■ **DATASET RECORDS**
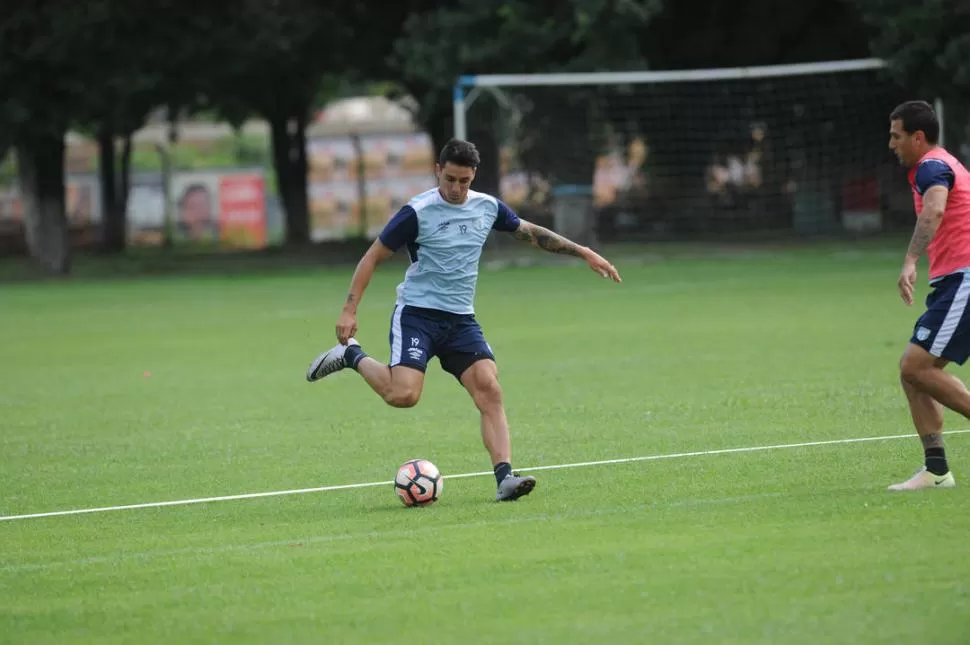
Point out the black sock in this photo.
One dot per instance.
(502, 470)
(353, 355)
(936, 461)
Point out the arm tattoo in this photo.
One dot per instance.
(928, 221)
(545, 239)
(933, 440)
(922, 236)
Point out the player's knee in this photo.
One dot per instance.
(911, 368)
(405, 397)
(488, 393)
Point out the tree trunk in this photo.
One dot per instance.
(290, 163)
(40, 161)
(482, 132)
(112, 226)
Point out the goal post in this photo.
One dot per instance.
(797, 148)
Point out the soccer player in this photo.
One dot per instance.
(941, 335)
(443, 230)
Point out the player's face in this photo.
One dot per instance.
(454, 181)
(904, 145)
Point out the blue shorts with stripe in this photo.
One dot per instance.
(419, 334)
(944, 329)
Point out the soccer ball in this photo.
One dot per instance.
(418, 483)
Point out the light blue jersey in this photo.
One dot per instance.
(444, 242)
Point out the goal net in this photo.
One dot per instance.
(792, 149)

■ **WHAT THE EXERCISE ASKS**
Looking at the records above, return exactly the lines from the line with "Point out the player's face in this photo." to the line with "Point out the goal net in this photo.", both ends included.

■ **OUTPUT**
Point out the player's face in this photo.
One dot per instance.
(454, 181)
(904, 145)
Point out the blue shorts with stripe in this photo.
One dot per instance.
(419, 334)
(944, 329)
Point out the soccer ball in this photo.
One dot per instance.
(418, 483)
Point out the light blue jersey in this photo.
One dot per instance.
(444, 242)
Point out the goal net in this photo.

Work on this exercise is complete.